• [Extract provided]
▽

LOS ANGELES – Raising awareness on human rights violations in Sudan, Mr. Ramy Makar, Deputy Country Director of the International Humanitarian Services addressed University of California (UCLA) students on Thursday, opening their eyes to the inhuman treatments and degrading conditions under which many Sudanese live every day. This presentation was organized by the UNICEF Chapter of UCLA in partnership with Youth for Human Rights International.
According to the UN, there has been an estimated 300,000 deaths as a result of disease, famine and attacks in Darfur villages and 2.5 million displaced people.
“Evil exists. I have shaken hands and talked with people on a daily basis that have been responsible for the death of many. There were citizens who were killed and whose noses, ears or tongues were cut just because they supported another political party,” declared Ramy.
The United Nations Universal Declaration of Human Rights guarantees the right to life, the right to seek a safe place to live, freedom of thought, freedom of expression and many other rights, nevertheless these are just words in the air, as can be seen in the thousands of Sudanese displaced, women and girls being raped, thousands persecuted because of their religious beliefs, and not to mention the ones being threatened and killed because of their political views.

△

• [Recorded data]
▽

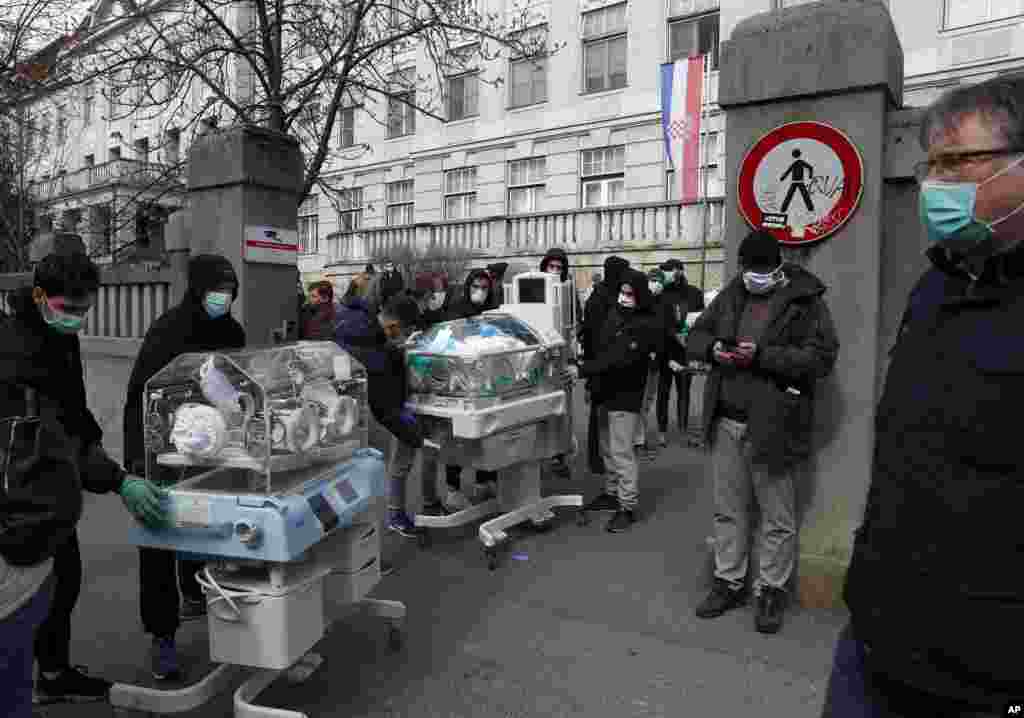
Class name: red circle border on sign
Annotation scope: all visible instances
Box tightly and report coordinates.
[736,121,864,246]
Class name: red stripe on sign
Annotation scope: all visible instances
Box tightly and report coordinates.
[681,55,705,202]
[246,240,299,252]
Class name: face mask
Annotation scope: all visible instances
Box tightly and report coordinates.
[42,299,85,334]
[743,264,785,294]
[427,292,444,311]
[203,292,231,320]
[920,157,1024,254]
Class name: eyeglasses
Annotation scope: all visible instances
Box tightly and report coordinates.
[913,147,1024,182]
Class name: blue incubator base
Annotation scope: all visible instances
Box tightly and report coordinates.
[129,449,386,563]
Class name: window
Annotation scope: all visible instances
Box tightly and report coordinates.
[447,73,480,122]
[82,82,96,127]
[299,195,319,254]
[942,0,1024,30]
[444,167,476,219]
[583,3,627,92]
[509,57,548,108]
[338,187,362,231]
[387,70,416,137]
[57,104,68,145]
[338,108,355,147]
[385,179,413,226]
[580,145,626,207]
[669,12,719,70]
[509,157,547,214]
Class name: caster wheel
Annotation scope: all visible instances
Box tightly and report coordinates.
[387,626,406,650]
[483,547,498,571]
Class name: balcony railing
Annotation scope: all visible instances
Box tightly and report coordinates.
[319,202,722,262]
[31,160,186,202]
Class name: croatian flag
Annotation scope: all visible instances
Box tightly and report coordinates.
[662,55,705,202]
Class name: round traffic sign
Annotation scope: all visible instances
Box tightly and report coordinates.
[737,122,864,245]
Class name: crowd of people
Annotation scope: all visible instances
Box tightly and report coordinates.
[0,77,1024,718]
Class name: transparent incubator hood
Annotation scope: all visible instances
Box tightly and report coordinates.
[143,342,368,493]
[406,312,565,406]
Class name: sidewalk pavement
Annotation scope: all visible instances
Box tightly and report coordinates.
[37,395,847,718]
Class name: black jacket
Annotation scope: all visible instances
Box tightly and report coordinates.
[657,277,705,364]
[124,251,246,475]
[0,288,125,494]
[686,264,839,469]
[844,240,1024,704]
[335,300,423,449]
[444,269,499,322]
[580,257,626,357]
[580,269,662,413]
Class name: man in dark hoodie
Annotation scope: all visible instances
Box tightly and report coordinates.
[656,259,705,447]
[686,229,839,633]
[580,256,630,476]
[441,269,498,512]
[335,293,423,538]
[0,251,166,704]
[124,254,246,680]
[579,264,659,533]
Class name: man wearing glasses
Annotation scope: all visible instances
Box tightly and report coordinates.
[823,77,1024,718]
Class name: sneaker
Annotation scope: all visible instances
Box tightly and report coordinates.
[150,636,181,680]
[754,586,785,633]
[441,489,472,513]
[583,493,621,511]
[605,509,636,534]
[473,481,498,504]
[697,579,746,619]
[387,509,417,539]
[33,666,112,705]
[181,598,206,621]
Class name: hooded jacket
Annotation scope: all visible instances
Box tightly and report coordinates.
[844,239,1024,704]
[686,264,839,470]
[580,269,660,413]
[444,269,499,322]
[580,257,626,357]
[335,298,423,449]
[124,254,246,476]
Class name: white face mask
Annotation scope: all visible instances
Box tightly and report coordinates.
[743,264,786,294]
[427,292,444,311]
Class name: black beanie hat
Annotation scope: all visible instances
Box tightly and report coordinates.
[739,229,782,267]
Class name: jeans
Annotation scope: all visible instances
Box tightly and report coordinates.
[711,419,797,591]
[0,575,54,718]
[656,364,693,433]
[138,548,206,638]
[821,623,1001,718]
[601,411,640,511]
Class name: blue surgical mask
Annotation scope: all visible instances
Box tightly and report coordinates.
[203,292,231,320]
[920,157,1024,253]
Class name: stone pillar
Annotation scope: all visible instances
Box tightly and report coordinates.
[188,126,304,346]
[719,0,903,607]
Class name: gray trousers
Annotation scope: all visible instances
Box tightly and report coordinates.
[600,409,640,511]
[712,419,797,592]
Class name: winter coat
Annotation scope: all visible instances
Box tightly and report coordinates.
[580,269,660,413]
[844,240,1024,704]
[335,299,423,449]
[124,255,246,478]
[657,277,705,364]
[444,269,498,322]
[686,264,839,470]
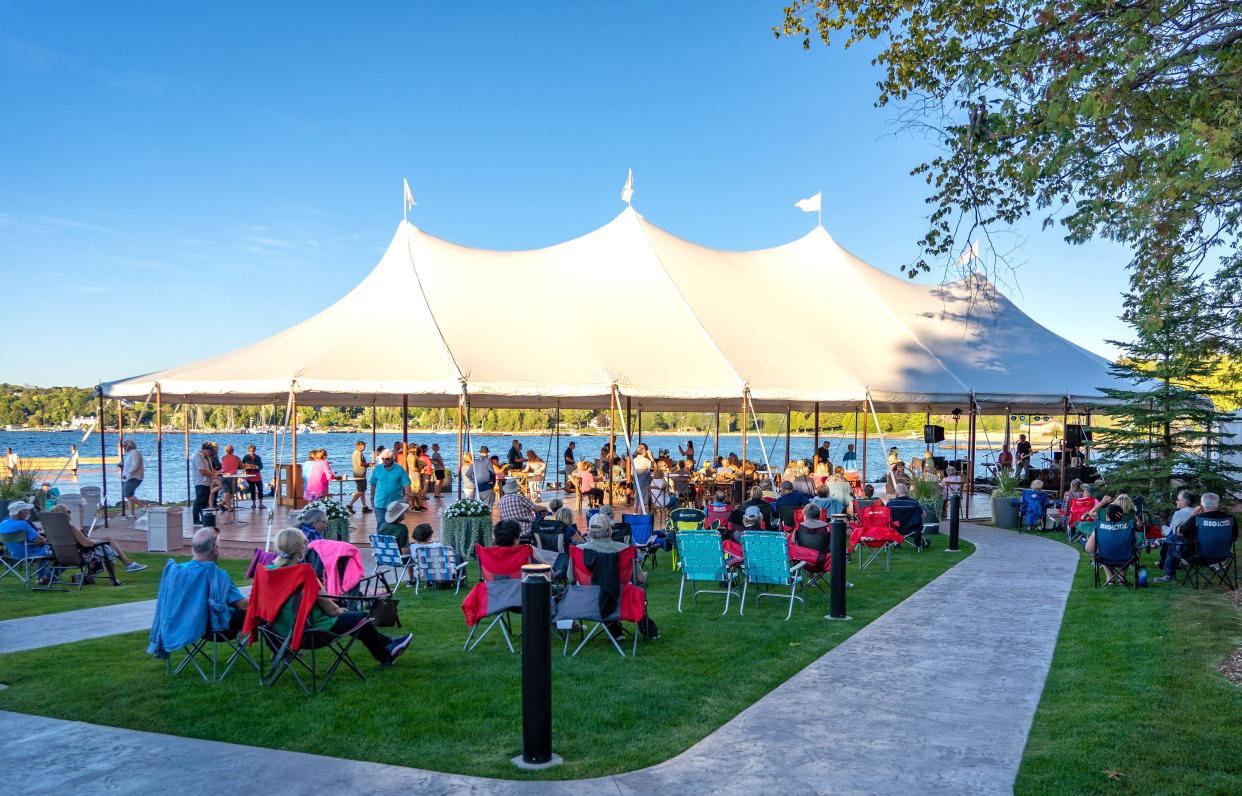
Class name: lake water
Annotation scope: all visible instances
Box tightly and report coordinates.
[0,431,986,502]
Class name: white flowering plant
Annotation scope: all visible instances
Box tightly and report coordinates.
[445,498,492,517]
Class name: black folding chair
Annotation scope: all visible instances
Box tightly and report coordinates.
[1181,517,1238,591]
[257,587,371,695]
[1092,520,1139,589]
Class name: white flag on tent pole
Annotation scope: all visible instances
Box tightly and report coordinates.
[401,178,414,216]
[958,241,979,266]
[794,191,823,226]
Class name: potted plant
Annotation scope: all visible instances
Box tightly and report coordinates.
[441,498,492,558]
[992,471,1018,528]
[303,498,349,541]
[910,478,944,533]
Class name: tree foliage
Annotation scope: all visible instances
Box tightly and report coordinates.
[774,0,1242,285]
[1093,258,1242,510]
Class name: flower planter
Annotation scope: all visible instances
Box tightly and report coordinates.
[440,517,492,558]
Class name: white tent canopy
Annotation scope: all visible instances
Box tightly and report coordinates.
[103,207,1113,411]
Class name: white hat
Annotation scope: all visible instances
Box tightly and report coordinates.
[384,500,410,523]
[9,500,35,517]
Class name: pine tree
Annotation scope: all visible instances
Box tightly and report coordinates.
[1092,258,1242,515]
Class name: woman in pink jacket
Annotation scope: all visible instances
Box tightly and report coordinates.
[302,448,335,500]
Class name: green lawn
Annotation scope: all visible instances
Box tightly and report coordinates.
[1015,536,1242,794]
[0,553,250,620]
[0,536,971,779]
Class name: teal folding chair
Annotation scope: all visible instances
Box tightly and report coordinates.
[741,530,806,621]
[677,530,738,616]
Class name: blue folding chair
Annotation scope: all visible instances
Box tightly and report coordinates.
[741,530,806,621]
[677,530,738,615]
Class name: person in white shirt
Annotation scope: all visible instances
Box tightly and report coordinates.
[190,442,216,525]
[120,440,147,515]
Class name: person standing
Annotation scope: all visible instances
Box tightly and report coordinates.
[220,445,241,512]
[120,440,145,517]
[190,442,216,525]
[370,451,410,505]
[431,442,447,498]
[474,446,496,508]
[241,445,263,508]
[563,442,578,486]
[345,440,371,514]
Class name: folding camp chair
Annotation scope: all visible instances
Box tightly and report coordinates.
[31,512,97,591]
[886,502,932,548]
[677,530,738,615]
[789,528,832,591]
[1066,498,1095,544]
[252,564,371,695]
[1181,517,1238,591]
[0,530,53,589]
[556,546,647,658]
[368,534,417,594]
[621,514,661,569]
[410,544,469,596]
[740,530,806,621]
[848,503,904,570]
[1092,519,1139,589]
[462,544,534,653]
[664,508,707,572]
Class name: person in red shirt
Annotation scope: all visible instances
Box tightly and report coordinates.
[220,445,241,512]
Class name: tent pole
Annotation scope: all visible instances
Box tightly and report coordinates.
[289,387,302,509]
[607,384,617,505]
[97,385,108,528]
[854,409,867,487]
[457,395,466,500]
[811,401,820,466]
[117,399,125,517]
[738,387,750,503]
[785,404,790,467]
[401,395,412,481]
[963,395,979,519]
[155,384,164,505]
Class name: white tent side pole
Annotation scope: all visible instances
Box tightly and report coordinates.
[614,394,647,514]
[743,390,776,483]
[867,390,897,494]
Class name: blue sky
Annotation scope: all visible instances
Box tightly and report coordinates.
[0,0,1128,385]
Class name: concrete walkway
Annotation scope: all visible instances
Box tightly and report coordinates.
[0,525,1078,795]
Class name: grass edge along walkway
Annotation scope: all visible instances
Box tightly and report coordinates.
[1016,536,1242,795]
[0,536,960,779]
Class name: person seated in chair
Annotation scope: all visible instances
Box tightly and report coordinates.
[50,503,147,582]
[492,519,522,548]
[729,487,773,528]
[267,528,414,666]
[578,512,647,584]
[888,483,932,548]
[186,528,250,632]
[1152,492,1238,584]
[797,503,828,534]
[773,481,811,515]
[0,500,52,584]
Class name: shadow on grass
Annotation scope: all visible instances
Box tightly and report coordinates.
[0,536,972,779]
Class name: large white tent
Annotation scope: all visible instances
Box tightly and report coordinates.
[103,207,1113,411]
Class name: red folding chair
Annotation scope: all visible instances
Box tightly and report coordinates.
[556,545,647,658]
[850,503,905,570]
[462,544,535,653]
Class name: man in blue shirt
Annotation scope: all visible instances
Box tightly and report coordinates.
[0,500,52,580]
[370,451,410,505]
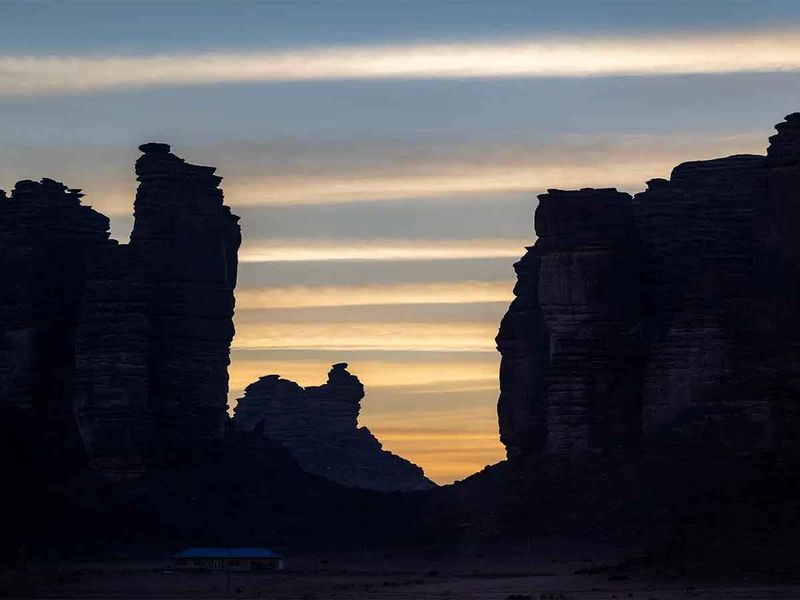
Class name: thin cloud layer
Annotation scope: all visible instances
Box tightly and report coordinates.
[239,239,531,263]
[0,29,800,95]
[230,352,499,394]
[236,280,511,311]
[228,321,497,352]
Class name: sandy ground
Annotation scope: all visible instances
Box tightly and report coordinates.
[0,543,800,600]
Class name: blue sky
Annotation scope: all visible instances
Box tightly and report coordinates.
[0,0,800,482]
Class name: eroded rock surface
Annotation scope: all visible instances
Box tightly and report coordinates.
[233,363,434,491]
[0,179,116,473]
[75,143,241,476]
[497,113,800,457]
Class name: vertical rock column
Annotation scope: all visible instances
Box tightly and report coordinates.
[495,247,550,457]
[634,155,770,450]
[0,179,114,474]
[535,189,640,454]
[130,143,241,456]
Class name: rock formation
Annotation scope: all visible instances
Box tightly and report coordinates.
[0,179,116,473]
[497,114,800,457]
[0,144,241,476]
[75,143,241,476]
[233,363,434,491]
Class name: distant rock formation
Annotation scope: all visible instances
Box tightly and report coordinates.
[233,363,435,491]
[0,179,116,473]
[497,113,800,457]
[75,143,241,476]
[0,144,241,477]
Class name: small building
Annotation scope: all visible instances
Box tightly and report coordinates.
[170,548,283,571]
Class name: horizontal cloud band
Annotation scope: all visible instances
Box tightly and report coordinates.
[0,29,800,95]
[239,239,533,262]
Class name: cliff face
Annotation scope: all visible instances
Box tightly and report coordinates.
[497,114,800,457]
[0,179,115,472]
[0,144,241,476]
[75,144,241,476]
[233,363,434,491]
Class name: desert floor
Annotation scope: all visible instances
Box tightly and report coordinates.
[0,541,800,600]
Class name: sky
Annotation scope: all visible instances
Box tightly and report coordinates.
[0,0,800,483]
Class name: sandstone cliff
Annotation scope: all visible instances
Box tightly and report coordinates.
[497,113,800,457]
[0,144,241,476]
[75,144,241,476]
[233,363,434,491]
[0,179,116,474]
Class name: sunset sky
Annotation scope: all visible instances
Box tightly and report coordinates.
[0,0,800,482]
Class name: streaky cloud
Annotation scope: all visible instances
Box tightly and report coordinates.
[236,280,511,310]
[239,238,531,262]
[0,28,800,96]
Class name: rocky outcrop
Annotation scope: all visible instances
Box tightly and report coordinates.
[0,179,116,473]
[497,114,800,457]
[75,143,241,476]
[233,363,434,491]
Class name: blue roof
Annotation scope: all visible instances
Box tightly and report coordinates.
[172,548,283,558]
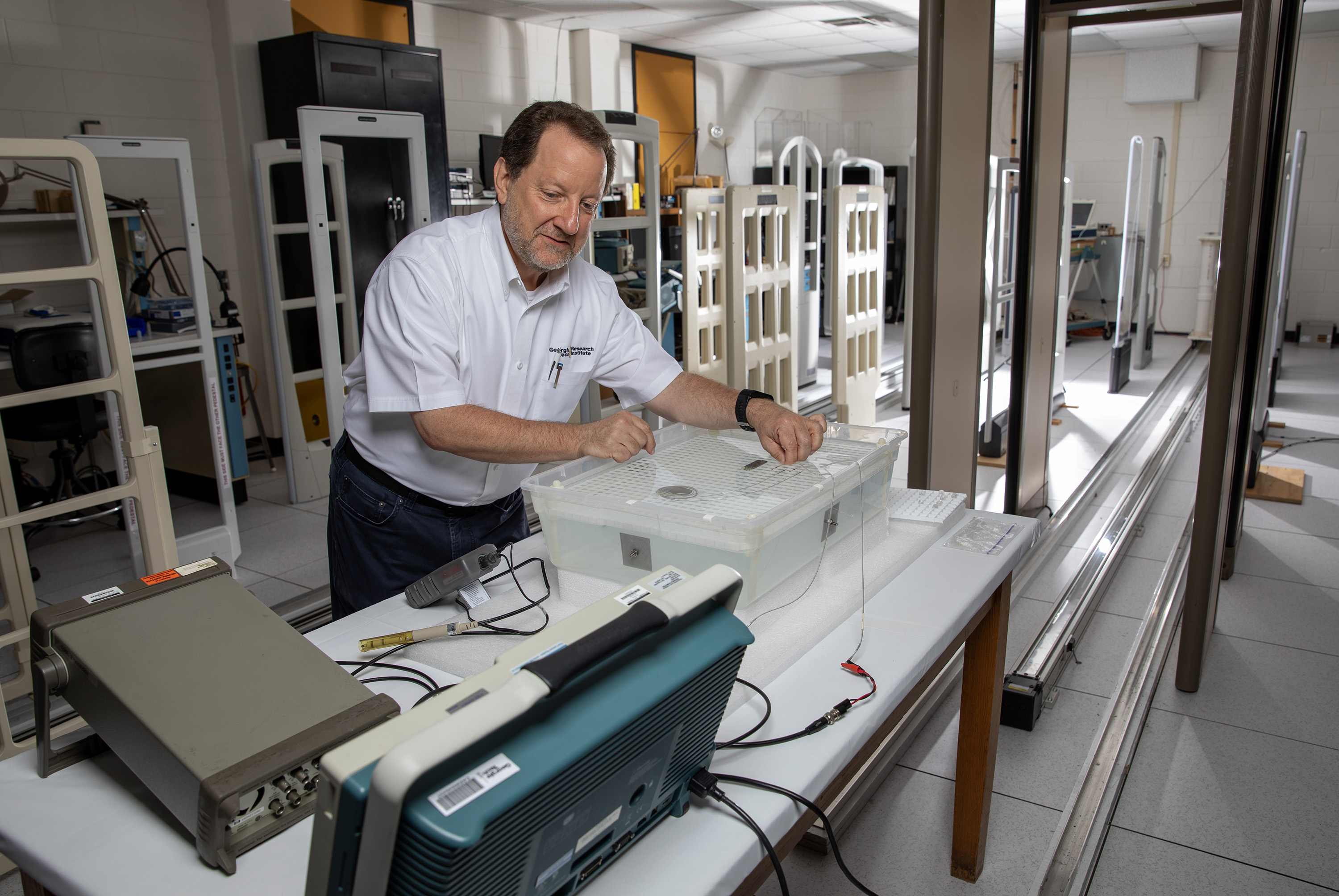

△

• [What you need to do]
**A)** Rewrite the article on human rights in Sudan starting at "LOS ANGELES –" and ending at "million displaced people.", substituting "Friday" for "Thursday".
**B)** According to the article on human rights in Sudan, who organized the presentation for UCLA students?
**C)** Extend the article on human rights in Sudan, continuing from its final sentence.

• [Task-by-task results]
**A)**
LOS ANGELES – Raising awareness on human rights violations in Sudan, Mr. Ramy Makar, Deputy Country Director of the International Humanitarian Services addressed University of California (UCLA) students on Friday, opening their eyes to the inhuman treatments and degrading conditions under which many Sudanese live every day. This presentation was organized by the UNICEF Chapter of UCLA in partnership with Youth for Human Rights International.
According to the UN, there has been an estimated 300,000 deaths as a result of disease, famine and attacks in Darfur villages and 2.5 million displaced people.

**B)** The UNICEF Chapter of UCLA organized it in partnership with Youth for Human Rights International.

**C)**
“Sadly, we have found that many people who have been victimized didn´t know what their rights were or that they had rights at all,” declared Michele Kirkland, Executive Director of Youth for Human Rights International. “Knowledge is power. Knowledge itself does away with ignorance and complacency, which are our true enemies. Therefore it is vital to educate people on what their human rights are. I appreciate what groups such as UNICEF and people like Mr. Makar do to raise awareness of the situations involving human rights violations, to bring about action in the community”, continued Michele.
To bring this point home, students were presented with the state-of-the-art film, “The Story of Human Rights”, which enlightens people on what human rights are, past and present.
Finally, after the breath-taking speech of Mr. Makar, which outraged and made some shed tears, students were further encouraged to take action, inviting them to visit Sudan and get more informed about what is happening. This was followed by Michele’s commentary about never underestimating what they can do, no matter how small the action might be and most importantly knowing their human rights.
Since its foundation in 2001 Youth for Human Rights has worked tirelessly to educate youth in their human rights, turning many into advocates for tolerance and peace.